Thomas A. Demetrio
Thomas A. Demetrio

The Illinois Trial Lawyers Association honored Thomas A. Demetrio of Corboy & Demetrio P.C. with the Leonard Ring Lifetime Achievement Award on Friday.

The association gives the award annually to one lawyer whose work it believes exemplifies the spirit and ethic of Ring, a trial lawyer who died five months before he could serve as The Chicago Bar Association’s president in February 1994.

“For Tom to get the lifetime achievement award is very fitting because he has amazing credentials, and he has contributed to the legal profession and the cause of victims’ rights,” said Perry J. Browder, a partner at Simmons, Hanly, Conroy LLC in Alton and past president of ITLA who assembled the committee that nominated Demetrio for the award.

Demetrio said while he was grateful to be this year’s recipient, he saw the opportunity more as a way to reflect on his ties to the late Ring.

“My relationship with Leonard was so special,” Demetrio said. “The real purpose of this award, to me, is to keep Leonard’s name in the forefront.”

But the award also effectively keeps Demetrio’s work and dedication to the legal profession in the forefront, Browder said, as he has been a powerful mentor to younger lawyers who join his firm.

“It’s labeled the lifetime achievement award because it’s not something that you get by getting one big verdict or some flashy news thing,” Browder said. “It’s a combination of many achievements over the years.”

Some of Demetrio’s more notable achievements came while working alongside Ring in the legal field.

In the 1970s, Demetrio began an almost 20-year stint serving on the Illinois Supreme Court’s Committee on Pattern Jury Instructions with Ring — who became one of the committee’s first members when he joined it in 1965.

Demetrio said his service on that committee was “the single most important thing” he’s done professionally outside of representing clients. He described Ring as the body’s voice of reason.

_Information given_.
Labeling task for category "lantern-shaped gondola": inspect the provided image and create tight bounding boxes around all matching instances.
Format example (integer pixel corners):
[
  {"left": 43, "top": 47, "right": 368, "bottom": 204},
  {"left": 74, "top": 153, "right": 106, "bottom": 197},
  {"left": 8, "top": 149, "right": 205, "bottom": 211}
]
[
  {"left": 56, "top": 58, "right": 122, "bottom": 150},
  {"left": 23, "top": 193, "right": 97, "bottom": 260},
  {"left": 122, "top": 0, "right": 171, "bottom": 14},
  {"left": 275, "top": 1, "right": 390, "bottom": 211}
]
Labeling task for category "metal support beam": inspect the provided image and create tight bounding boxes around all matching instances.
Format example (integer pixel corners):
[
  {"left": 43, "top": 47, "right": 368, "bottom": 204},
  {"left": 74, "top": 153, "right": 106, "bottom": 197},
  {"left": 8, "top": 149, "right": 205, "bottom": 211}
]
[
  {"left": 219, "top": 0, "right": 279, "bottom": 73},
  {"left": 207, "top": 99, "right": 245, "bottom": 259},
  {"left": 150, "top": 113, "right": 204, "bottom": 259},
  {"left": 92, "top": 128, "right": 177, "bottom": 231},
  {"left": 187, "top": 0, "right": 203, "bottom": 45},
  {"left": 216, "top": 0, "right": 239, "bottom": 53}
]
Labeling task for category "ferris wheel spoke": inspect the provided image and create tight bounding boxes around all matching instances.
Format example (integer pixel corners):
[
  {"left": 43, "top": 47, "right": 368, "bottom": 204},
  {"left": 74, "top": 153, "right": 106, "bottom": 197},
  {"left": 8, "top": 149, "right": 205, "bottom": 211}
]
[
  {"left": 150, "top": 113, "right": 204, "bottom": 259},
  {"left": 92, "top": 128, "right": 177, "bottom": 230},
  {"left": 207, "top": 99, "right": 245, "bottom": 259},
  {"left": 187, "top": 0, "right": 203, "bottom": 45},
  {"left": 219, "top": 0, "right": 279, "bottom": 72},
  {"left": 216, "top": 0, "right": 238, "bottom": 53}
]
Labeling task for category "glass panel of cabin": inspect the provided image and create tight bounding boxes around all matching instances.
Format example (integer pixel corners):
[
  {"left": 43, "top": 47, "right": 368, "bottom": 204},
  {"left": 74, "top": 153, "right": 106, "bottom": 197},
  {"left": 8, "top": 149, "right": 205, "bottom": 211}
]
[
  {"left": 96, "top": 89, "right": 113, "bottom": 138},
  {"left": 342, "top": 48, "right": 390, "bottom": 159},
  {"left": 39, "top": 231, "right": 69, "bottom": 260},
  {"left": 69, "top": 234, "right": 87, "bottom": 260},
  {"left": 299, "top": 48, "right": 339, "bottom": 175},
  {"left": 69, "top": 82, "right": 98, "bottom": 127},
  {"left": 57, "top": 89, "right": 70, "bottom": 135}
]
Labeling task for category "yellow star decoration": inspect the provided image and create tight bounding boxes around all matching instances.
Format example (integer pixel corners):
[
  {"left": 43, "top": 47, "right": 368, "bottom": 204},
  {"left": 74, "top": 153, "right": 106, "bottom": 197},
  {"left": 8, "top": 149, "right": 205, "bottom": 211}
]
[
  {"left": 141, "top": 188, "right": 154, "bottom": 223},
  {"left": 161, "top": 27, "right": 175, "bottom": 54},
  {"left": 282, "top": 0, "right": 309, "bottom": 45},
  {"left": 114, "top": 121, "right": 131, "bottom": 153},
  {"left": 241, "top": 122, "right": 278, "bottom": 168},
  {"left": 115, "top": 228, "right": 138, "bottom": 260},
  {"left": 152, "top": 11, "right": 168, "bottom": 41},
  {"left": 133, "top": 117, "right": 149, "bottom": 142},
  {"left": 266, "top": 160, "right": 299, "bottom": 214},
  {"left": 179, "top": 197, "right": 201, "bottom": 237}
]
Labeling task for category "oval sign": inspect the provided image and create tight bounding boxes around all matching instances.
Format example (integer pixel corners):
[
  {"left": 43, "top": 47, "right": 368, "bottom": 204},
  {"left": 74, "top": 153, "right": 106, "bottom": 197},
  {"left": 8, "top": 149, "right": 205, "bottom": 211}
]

_Set of tasks_.
A. Do the following statements agree with the Demetrio article? (i) Ring died five months before he could serve as president of The Chicago Bar Association. (ii) Ring joined the Committee on Pattern Jury Instructions in 1975. (iii) Browder is a partner at Corboy & Demetrio P.C. For each, answer yes or no and quote the deciding words of the article.
B. Please return the stretch of the Demetrio article from "But the award" through "the legal field.", copied word for word.

_Outputs by task_.
A.
(i) Yes: "a trial lawyer who died five months before he could serve as The Chicago Bar Association’s president in February 1994"
(ii) No: "who became one of the committee’s first members when he joined it in 1965"
(iii) No: "a partner at Simmons, Hanly, Conroy LLC in Alton"

B.
But the award also effectively keeps Demetrio’s work and dedication to the legal profession in the forefront, Browder said, as he has been a powerful mentor to younger lawyers who join his firm.

“It’s labeled the lifetime achievement award because it’s not something that you get by getting one big verdict or some flashy news thing,” Browder said. “It’s a combination of many achievements over the years.”

Some of Demetrio’s more notable achievements came while working alongside Ring in the legal field.